● PROBLEM: Whatever the data contains, copy all of it exactly.

● DATA TO USE:
BEGIN

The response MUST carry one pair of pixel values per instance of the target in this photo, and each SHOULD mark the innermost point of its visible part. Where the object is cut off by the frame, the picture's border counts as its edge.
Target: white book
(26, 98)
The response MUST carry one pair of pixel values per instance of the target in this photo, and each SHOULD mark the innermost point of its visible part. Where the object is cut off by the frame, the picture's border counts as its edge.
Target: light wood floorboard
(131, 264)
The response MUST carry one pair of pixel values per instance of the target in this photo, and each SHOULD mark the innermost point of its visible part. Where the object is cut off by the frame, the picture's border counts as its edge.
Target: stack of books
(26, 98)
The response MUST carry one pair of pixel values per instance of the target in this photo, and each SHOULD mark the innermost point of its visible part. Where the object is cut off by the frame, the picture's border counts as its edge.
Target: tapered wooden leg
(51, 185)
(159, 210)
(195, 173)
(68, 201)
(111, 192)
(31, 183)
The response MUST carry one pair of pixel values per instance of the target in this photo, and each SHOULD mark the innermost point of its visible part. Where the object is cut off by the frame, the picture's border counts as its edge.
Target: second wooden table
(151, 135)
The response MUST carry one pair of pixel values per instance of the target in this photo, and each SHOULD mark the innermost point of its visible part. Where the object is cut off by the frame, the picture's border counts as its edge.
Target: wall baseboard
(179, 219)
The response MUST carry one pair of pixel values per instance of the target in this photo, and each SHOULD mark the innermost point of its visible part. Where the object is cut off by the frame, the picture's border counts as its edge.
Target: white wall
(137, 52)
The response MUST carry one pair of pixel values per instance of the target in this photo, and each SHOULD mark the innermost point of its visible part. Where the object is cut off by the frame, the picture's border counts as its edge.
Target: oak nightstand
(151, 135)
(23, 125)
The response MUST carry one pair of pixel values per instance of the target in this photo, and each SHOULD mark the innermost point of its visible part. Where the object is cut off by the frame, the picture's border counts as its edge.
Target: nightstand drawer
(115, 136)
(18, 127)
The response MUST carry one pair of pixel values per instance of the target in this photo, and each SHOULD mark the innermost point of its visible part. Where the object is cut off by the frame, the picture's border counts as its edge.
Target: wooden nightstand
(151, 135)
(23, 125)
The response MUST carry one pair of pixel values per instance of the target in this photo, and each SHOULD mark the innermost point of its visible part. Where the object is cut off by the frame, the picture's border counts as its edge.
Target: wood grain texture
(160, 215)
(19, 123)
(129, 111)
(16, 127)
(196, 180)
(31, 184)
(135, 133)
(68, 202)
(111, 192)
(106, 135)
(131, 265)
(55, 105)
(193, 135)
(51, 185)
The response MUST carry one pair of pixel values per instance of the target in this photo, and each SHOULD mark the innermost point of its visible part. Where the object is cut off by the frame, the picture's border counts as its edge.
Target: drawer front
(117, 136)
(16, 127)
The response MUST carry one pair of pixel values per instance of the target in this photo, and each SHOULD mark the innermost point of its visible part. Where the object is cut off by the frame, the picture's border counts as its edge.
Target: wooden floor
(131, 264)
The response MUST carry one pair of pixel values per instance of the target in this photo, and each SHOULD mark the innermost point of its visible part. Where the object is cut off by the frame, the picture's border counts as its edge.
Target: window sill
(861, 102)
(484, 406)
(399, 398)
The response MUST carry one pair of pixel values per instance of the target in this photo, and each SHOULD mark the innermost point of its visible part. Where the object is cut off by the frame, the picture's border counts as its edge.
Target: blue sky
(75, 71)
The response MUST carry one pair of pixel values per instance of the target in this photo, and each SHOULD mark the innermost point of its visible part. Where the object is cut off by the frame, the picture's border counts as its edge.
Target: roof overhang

END

● ANSWER TO THIS PROBLEM:
The response MUST carry one pair of pixel values per instance of the target in this photo, and each SHOULD mark the innermost point of its visible part. Where the object is cut off by the frame, the picture's border counts as its edge.
Target: white book
(26, 98)
The response MUST carry one pair of pixel values per instance of the target in this photo, and each SHOULD mark the innermost point of its visible part. Where the object is cut off by the frame, the picture's border counts as its edge.
Target: light wood floorboard
(131, 264)
The response MUST carry one pair of pixel values per instance of the target in this photo, and each SHOULD mark the innermost point of its visible part. Where the object is cut off by the frame, the picture's border counts as its edge.
Target: stack of books
(26, 98)
The response MUST carry one pair of pixel values per instance of the target in this photo, and each SHOULD mark the innermost point of its visible part. Where the object is cut off by the frame, the picture's border counts as its edge.
Target: tapered wooden leg
(51, 185)
(159, 210)
(195, 173)
(68, 201)
(111, 192)
(31, 183)
The response MUST carry one pair of pixel values per instance of the target in this photo, and each SHOULD mark the innermost point of its visible part. Where the object is cut off by the frame, the picture's border counts as its edge.
Target: second wooden table
(151, 135)
The response MUST carry one pair of pixel values per instance of the target in this photo, and each SHOULD mark the innermost point of its visible part. Where the object is cut off by the frame, the picture's border counts as its edge.
Target: wall baseboard
(179, 219)
The response MUST carry one pair of pixel values per instance of the target in this photo, and each SHOULD mark the innermost point of its visible part. Where the object is cut off by the frame, the picture's border counts as its edge.
Target: white wall
(137, 52)
The response MUST carry one pair of pixel values per instance of the target in this photo, and each SHOULD mark the innermost point of its visible part. Where the object is cut off by the frame, the picture's border counts as its edge.
Target: oak nightstand
(151, 135)
(23, 125)
The response MUST carry one pair of pixel values per instance of the target in this photo, and each SHOULD mark the innermost point of its visible part. Where the object is cut off by the frame, the picture's border counts as its edge.
Target: nightstand drawer
(115, 136)
(18, 127)
The response MUST carry one pair of pixel values per instance of the target in this photo, and each SHOULD mark the innermost point of its visible part. Where the object is cut off by the frame, the picture's border counts as its edge.
Target: wooden nightstand
(151, 135)
(23, 125)
The response MUST carry one pair of pixel values per instance of the target in this photo, and each SHOULD mark the innermost point of its visible part. Where the object is cut off by the frame, the picture's border counts as its edge.
Target: wood grain texture
(160, 215)
(19, 123)
(129, 111)
(16, 127)
(196, 180)
(31, 184)
(135, 133)
(68, 202)
(111, 192)
(106, 135)
(131, 265)
(55, 105)
(193, 135)
(51, 185)
The response MUST carry one pair of pixel values per instance of the target in this photo, and each SHOULD mark the innermost point of its visible part. Where the object is cut off by the frame, the picture's border counts as its edge.
Target: drawer front
(117, 136)
(16, 127)
The response MUST carry one pair of pixel values per instance of the target in this photo, and each SHOULD mark the innermost point of its visible part. Where the object is cut off by the frame, the picture's border counts as its edge.
Target: wooden floor
(131, 264)
The response MUST carry one pair of pixel values per instance of the target in this photo, and each SHOULD mark the innermost point of its visible part. Where the object is cut off by the frame, the picture's border counts as its edge.
Target: window sill
(861, 102)
(484, 406)
(399, 398)
The response MUST carry one pair of pixel values per instance of the target in this photo, and each SHOULD mark the innermost point of its visible part. Where the object is cut off by the frame, the picture's border counts as its edge.
Target: blue sky
(75, 71)
The response MUST carry one pair of pixel values per instance of the target in this photo, and each SHOULD mark the innermost point of its visible part. Where the object is cut off by the frame, the picture's border counts as its edge.
Target: roof overhang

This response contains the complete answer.